Selected excerpt ->
##############################
For a pictorial impression of the event, Hakluyt Society Symposium 2017 in 100 Images, check out our Facebook page.

Trading Companies and Travel Literature

Aimed at examining travel literature and trading companies within the same framework of analysis, the symposium’s seven panels focused on critical issues ranges from the production and uses of travel literature, the way travel writing was employed to promote trading companies and colonial or imperial projects, to approaches to non-European voices and the materiality of information. Questions addressed included:

  • How did Companies and non-corporate groups (private merchants, missionaries, diplomats, Crown-sponsored colonial enterprises) gather, collect, protect, promote and utilise travel literature?
  • In what ways do the manuscript and printed material created by companies serve as lenses through which to understand the early modern ‘globalising’ world, and how do they obscure, distort, or limit this understanding?
##############################
Given task A -> According to the symposium excerpt, why did the panels address both travel literature and trading companies? Answer in one to three sentences.
Given task B -> How many panels did the symposium excerpt say the event had?
Given task C -> Which non-corporate groups does the symposium excerpt name? List every one.
##############################
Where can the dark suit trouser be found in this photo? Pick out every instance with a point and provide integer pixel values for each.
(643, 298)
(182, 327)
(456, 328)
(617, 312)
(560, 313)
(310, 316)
##############################
Exercise result A -> The symposium set out to examine travel literature and trading companies within the same framework of analysis. Its seven panels therefore covered issues joining the two, such as how travel writing was used to promote trading companies and colonial or imperial projects.

Exercise result B -> Seven panels.

Exercise result C ->
- Private merchants
- Missionaries
- Diplomats
- Crown-sponsored colonial enterprises